What the task requires:
Search the records for the string "below". Copy each line where it occurs.

Dataset entries:
- Opening Delimiter -

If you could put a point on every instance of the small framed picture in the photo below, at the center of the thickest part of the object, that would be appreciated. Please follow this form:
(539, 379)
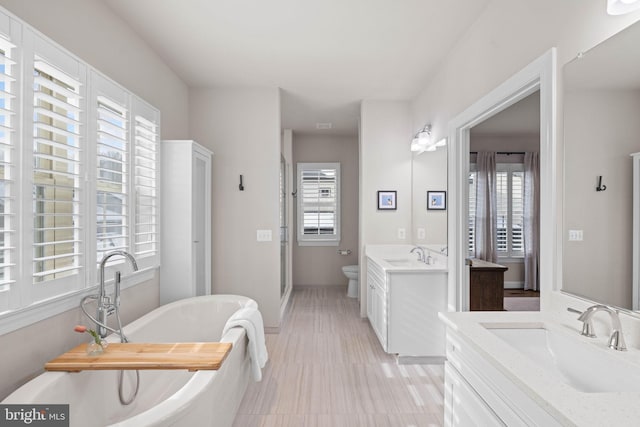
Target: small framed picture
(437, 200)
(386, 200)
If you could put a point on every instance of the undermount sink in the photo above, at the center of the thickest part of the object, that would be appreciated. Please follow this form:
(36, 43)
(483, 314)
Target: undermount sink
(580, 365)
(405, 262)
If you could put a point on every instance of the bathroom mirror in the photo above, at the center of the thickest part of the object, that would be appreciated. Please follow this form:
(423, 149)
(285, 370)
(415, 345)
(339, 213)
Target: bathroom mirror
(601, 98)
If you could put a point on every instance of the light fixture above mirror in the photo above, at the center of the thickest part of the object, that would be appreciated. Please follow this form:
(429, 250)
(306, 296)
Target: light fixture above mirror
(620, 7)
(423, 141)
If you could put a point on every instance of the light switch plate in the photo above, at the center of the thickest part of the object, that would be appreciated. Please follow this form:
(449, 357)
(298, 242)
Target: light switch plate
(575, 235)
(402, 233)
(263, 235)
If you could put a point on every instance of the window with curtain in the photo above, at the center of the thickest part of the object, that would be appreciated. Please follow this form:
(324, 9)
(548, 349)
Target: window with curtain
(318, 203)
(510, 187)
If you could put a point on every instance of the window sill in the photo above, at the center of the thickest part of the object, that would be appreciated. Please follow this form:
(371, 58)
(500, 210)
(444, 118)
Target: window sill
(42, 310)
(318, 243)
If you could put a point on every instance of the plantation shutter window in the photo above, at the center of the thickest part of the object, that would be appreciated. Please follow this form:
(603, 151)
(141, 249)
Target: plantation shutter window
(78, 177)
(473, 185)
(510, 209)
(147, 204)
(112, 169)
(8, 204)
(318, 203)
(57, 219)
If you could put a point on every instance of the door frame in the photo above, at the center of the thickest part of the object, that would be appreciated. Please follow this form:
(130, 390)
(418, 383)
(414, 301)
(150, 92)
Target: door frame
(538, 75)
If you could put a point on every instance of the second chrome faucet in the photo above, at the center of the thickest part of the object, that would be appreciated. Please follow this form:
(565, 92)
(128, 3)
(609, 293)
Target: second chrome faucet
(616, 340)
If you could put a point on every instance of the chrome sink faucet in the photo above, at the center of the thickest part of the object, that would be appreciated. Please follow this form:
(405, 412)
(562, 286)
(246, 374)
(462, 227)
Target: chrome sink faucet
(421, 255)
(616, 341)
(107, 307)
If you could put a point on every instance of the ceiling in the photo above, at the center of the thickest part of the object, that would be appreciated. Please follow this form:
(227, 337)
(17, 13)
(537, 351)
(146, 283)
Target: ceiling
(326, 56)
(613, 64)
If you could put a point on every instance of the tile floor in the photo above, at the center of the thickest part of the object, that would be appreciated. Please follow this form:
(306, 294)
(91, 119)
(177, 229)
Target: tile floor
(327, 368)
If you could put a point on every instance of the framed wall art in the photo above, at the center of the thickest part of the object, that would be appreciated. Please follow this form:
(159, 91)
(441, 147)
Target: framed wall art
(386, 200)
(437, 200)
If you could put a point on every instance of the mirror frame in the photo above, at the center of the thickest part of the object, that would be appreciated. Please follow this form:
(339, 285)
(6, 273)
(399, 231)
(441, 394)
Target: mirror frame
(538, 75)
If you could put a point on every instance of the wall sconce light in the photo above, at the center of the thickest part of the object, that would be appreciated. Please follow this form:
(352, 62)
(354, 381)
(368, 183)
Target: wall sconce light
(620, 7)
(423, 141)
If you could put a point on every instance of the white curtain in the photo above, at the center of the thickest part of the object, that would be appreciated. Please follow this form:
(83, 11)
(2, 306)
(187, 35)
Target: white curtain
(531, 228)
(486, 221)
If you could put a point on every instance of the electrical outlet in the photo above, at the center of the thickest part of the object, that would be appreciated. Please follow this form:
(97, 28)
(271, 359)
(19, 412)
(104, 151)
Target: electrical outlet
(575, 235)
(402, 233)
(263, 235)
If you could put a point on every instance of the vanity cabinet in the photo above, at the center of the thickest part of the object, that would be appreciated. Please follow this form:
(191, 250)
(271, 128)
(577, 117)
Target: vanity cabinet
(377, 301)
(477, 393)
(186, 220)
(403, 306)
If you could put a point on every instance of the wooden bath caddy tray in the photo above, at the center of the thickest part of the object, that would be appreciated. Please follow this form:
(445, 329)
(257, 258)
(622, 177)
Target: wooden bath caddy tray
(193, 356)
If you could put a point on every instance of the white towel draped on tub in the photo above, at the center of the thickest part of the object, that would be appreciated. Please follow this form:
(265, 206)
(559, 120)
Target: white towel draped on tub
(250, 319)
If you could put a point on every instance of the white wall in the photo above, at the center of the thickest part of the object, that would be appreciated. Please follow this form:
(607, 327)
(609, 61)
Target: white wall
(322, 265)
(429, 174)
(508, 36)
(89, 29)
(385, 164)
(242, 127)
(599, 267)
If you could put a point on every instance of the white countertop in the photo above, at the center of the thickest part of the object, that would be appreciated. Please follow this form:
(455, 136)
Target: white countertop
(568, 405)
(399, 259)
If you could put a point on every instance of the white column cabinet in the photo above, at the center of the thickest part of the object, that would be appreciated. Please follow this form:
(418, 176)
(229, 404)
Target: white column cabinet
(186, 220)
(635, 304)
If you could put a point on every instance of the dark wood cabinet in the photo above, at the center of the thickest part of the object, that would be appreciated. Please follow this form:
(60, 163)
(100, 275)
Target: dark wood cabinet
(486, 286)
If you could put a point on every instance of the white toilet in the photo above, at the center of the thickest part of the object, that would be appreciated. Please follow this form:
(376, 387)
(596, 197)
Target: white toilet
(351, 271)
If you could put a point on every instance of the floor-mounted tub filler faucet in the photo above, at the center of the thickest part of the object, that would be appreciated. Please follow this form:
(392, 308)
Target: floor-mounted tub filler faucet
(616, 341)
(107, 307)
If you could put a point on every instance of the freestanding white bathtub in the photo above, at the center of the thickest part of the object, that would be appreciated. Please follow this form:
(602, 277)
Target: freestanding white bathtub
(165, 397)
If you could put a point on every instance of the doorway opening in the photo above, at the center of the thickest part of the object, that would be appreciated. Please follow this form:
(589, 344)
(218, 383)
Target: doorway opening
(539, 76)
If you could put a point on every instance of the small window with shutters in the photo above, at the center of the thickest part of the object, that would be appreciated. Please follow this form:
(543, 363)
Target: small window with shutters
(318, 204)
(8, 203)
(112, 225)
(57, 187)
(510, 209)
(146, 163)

- Closing Delimiter -
- Opening Delimiter -

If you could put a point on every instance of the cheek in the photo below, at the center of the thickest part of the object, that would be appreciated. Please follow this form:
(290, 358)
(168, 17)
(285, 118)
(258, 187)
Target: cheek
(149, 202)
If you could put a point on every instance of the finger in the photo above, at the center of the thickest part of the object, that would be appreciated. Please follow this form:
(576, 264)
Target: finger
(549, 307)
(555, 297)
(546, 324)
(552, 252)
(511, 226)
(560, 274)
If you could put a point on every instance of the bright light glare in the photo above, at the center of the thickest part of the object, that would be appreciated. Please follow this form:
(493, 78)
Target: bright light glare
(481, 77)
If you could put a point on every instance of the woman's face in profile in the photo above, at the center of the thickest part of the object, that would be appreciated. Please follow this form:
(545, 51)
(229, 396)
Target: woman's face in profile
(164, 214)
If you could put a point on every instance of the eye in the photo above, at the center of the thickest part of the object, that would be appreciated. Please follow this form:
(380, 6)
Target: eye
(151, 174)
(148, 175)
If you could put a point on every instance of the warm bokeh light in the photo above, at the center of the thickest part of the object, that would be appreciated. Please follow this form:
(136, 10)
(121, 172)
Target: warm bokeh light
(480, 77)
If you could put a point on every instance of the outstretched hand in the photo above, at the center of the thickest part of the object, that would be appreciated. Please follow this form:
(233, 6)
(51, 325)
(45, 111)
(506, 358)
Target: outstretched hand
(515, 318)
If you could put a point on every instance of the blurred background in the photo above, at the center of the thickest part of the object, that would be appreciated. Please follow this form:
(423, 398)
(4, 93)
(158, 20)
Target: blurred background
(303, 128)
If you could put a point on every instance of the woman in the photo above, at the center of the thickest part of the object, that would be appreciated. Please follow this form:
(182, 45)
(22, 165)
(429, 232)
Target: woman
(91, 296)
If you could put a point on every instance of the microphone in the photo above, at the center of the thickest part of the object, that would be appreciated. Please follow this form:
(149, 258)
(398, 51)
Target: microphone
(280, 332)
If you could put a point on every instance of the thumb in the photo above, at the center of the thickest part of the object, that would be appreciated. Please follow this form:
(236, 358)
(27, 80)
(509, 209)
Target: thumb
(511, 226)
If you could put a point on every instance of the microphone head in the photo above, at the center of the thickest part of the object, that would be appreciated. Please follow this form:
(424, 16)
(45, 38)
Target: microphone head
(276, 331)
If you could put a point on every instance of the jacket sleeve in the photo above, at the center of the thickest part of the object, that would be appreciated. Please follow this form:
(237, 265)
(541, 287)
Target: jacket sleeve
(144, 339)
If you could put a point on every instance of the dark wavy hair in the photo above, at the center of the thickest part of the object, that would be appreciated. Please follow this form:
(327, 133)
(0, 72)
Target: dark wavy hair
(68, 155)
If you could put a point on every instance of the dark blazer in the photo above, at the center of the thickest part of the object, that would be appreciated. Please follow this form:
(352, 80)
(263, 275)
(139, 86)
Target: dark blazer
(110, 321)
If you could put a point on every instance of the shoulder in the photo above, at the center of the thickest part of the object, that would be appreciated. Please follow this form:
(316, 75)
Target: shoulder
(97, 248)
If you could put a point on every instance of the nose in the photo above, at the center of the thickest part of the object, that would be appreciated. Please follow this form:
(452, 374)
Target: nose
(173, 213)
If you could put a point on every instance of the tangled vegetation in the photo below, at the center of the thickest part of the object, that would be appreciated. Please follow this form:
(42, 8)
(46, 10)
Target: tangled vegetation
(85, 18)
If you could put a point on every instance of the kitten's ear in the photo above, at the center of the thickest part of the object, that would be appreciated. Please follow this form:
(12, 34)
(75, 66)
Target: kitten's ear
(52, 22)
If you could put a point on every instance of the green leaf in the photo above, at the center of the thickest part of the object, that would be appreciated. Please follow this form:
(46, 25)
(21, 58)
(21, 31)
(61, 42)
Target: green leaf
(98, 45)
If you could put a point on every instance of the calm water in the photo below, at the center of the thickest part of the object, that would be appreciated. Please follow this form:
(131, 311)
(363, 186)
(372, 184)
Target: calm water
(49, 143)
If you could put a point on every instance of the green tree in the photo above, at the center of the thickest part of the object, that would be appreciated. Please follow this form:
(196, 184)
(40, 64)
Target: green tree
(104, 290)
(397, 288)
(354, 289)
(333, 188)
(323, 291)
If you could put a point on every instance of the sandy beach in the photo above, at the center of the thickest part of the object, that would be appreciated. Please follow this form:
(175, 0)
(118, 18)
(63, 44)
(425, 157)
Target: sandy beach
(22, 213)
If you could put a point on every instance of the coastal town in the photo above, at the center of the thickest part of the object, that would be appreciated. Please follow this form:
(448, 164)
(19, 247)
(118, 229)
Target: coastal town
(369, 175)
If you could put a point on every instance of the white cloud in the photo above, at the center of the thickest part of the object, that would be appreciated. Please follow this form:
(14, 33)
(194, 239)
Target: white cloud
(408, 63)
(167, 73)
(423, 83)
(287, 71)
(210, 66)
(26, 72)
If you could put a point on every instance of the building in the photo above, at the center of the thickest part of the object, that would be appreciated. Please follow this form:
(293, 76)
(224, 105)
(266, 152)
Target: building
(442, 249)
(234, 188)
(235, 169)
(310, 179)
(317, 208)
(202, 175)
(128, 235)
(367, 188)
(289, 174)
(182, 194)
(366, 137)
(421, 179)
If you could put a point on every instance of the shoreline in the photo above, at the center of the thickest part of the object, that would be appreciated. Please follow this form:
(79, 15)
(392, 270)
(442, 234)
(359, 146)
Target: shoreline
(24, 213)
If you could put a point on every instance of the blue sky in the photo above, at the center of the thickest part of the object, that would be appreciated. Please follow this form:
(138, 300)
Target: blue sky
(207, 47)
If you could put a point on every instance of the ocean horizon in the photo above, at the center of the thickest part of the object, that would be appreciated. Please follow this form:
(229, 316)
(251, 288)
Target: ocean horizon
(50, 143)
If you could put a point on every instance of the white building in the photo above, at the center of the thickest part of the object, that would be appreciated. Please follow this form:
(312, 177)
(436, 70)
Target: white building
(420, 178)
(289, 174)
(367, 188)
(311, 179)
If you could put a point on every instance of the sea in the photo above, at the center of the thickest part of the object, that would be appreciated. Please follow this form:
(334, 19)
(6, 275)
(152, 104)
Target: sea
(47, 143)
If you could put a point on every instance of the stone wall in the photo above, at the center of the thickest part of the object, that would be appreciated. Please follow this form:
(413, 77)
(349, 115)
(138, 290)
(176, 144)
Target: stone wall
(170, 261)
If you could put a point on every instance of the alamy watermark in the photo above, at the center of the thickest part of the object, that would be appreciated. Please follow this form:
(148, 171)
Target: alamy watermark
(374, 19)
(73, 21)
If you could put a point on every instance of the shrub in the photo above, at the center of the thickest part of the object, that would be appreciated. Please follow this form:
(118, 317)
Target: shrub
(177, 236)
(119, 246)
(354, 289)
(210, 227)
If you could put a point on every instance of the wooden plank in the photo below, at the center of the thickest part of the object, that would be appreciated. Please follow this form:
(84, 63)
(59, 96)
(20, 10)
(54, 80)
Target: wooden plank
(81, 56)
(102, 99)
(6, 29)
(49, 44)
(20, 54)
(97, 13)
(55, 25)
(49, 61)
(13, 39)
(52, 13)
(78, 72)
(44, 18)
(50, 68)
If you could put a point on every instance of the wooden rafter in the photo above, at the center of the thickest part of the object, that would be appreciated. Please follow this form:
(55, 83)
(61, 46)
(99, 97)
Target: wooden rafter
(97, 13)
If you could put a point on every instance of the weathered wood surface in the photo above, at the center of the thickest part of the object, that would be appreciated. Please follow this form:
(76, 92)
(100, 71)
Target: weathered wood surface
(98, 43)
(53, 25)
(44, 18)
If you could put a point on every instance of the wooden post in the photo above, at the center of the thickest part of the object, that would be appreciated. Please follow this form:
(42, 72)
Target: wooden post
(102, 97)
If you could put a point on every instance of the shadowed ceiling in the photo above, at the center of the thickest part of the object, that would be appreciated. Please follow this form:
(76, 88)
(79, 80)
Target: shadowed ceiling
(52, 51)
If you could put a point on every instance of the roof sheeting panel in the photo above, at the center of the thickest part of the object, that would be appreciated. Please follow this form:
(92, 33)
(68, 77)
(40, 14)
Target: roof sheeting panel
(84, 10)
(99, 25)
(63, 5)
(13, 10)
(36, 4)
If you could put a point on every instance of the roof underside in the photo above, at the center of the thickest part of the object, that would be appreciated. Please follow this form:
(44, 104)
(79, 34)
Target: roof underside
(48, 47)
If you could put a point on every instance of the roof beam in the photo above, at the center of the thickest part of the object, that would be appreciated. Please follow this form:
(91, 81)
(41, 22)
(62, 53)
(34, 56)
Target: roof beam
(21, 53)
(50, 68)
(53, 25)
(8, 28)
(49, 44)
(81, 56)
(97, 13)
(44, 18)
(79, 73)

- Closing Delimiter -
- Opening Delimiter -

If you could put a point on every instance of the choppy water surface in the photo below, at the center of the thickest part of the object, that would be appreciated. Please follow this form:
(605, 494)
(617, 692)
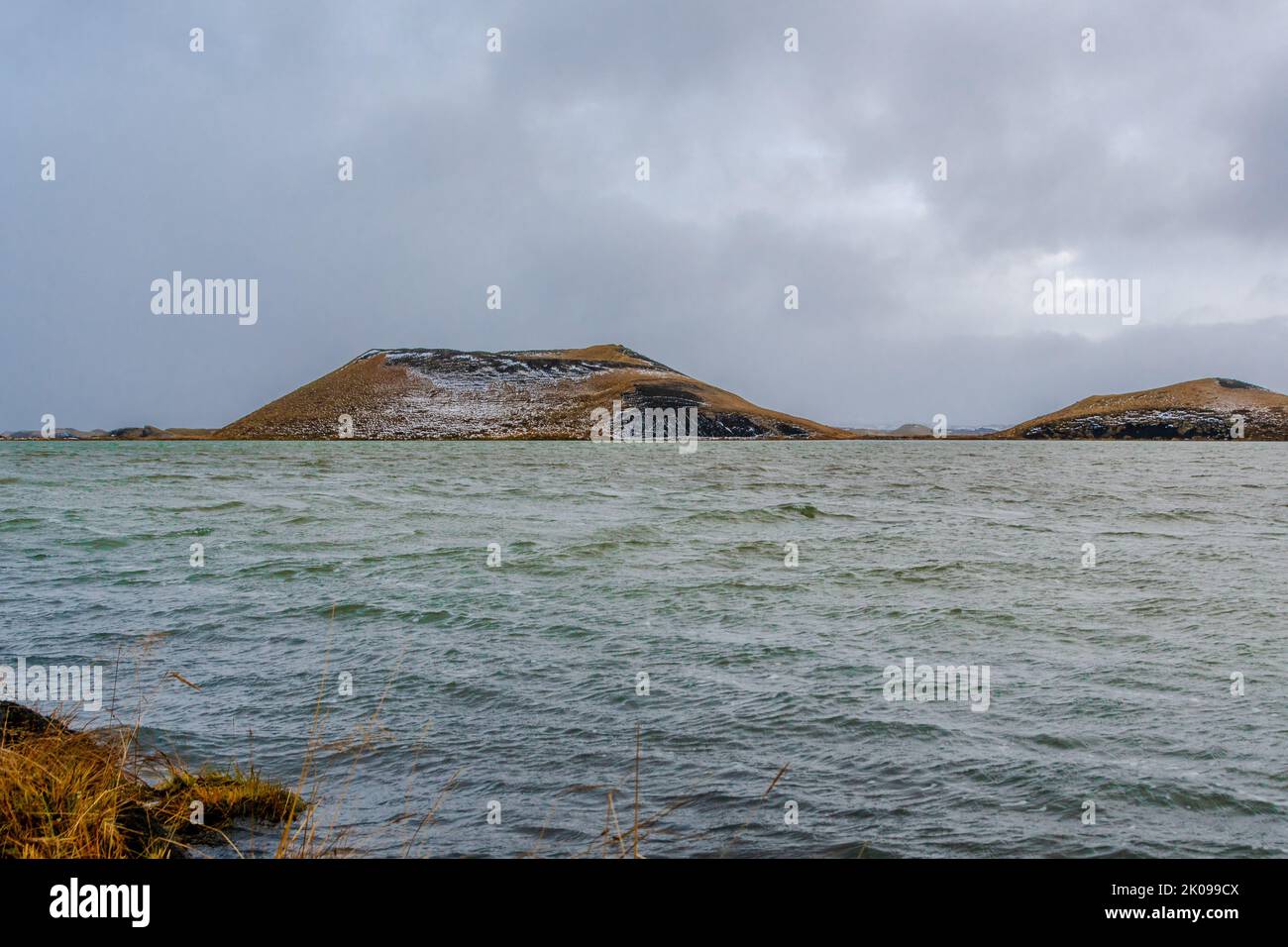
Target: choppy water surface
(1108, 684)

- Closing Delimiter -

Reply to the exercise:
If you could put a point on every instance of the small framed picture in the photo below, at the center of the thickest part of the object, that would be appreciated. Please follow this form:
If you could put a point on every instance of the cheek in the photo below, at the center of the thickest part of the object, that would be appreciated. Please follow this form:
If you could put a point on every instance of the tangled vegetation in the photo below, at the center of the thickest part of the object, that would be appreciated. Please follow this form:
If you could put a point on every instance of the calm water in the photo below, at the center of the thickest part of the object, that would be appreciated. Please follow this form:
If you could put a point on every instance of the wooden plank in the photo below, at the center of the thickest part of the object, that would be appreciated. Please follow this form:
If you could put a point on every instance of the choppy water surface in the photo below, at the center of the thickest part of the object, that would be appreciated. Please follow this form:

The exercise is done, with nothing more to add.